» Pointing dataset excerpts
==========
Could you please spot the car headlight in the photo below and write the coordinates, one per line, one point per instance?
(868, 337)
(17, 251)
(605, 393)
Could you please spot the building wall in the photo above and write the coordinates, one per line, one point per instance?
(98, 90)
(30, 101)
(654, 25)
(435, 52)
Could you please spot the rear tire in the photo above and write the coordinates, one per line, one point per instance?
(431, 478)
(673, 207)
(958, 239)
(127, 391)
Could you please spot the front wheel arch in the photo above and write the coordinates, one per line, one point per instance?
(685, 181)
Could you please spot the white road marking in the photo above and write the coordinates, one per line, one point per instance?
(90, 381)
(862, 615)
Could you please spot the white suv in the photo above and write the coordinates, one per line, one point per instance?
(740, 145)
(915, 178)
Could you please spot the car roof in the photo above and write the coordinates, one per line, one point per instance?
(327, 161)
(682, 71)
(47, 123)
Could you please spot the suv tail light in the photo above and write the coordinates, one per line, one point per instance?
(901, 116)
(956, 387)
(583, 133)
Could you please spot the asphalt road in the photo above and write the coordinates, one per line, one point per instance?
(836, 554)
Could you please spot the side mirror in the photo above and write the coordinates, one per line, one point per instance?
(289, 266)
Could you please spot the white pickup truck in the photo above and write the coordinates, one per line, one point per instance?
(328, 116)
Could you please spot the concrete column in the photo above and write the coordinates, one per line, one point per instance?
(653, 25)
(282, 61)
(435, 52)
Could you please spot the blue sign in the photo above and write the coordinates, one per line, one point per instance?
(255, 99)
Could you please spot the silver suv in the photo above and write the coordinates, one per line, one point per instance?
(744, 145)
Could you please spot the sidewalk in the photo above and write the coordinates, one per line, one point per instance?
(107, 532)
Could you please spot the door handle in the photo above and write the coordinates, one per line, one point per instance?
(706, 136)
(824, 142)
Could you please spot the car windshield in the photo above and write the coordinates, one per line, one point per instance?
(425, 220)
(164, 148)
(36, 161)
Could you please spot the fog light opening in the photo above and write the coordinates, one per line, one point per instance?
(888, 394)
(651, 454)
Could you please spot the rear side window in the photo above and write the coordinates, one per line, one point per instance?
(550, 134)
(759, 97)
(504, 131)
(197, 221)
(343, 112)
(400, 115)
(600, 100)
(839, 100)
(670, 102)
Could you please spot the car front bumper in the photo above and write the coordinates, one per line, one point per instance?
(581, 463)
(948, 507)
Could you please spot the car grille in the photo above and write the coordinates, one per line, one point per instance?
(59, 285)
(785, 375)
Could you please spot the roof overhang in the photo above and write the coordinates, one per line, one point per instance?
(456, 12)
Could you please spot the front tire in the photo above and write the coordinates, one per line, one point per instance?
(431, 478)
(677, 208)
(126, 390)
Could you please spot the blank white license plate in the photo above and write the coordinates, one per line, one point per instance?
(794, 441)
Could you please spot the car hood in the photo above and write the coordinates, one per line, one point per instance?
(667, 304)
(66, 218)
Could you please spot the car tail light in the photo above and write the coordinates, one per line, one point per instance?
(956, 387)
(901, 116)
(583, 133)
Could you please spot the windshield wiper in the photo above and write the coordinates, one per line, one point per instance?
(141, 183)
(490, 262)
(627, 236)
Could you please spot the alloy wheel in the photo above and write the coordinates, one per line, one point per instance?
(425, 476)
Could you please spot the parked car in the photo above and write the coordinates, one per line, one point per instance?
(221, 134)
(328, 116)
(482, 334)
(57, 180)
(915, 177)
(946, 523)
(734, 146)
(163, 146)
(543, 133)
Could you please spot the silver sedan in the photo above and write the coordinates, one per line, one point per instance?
==========
Quote exactly and only the lines from the one holding "Could you please spot the car hood" through the end of the data.

Could you please spot the car hood in the photo above and write the coordinates, one per line, one point per instance?
(667, 304)
(66, 218)
Could you please spot the car tail light in the photo above and write the coordinates, one per line, one point per instance?
(956, 387)
(901, 116)
(583, 133)
Could you please spot the windshield wiper in the photo above and write the coordinates, one per line, one point per instance?
(141, 183)
(490, 262)
(627, 236)
Could you please spot the alloy wheel in the photo above and write the coordinates, one per line, one point per instance?
(425, 476)
Could you please spot the parked car in the photo above and write the coordinates, one per line, one point per instance?
(221, 134)
(328, 116)
(482, 334)
(57, 180)
(915, 177)
(946, 523)
(734, 146)
(163, 146)
(543, 133)
Could you please spot the silver sedan in the photo above and write the coordinates, one per line, one point per instance?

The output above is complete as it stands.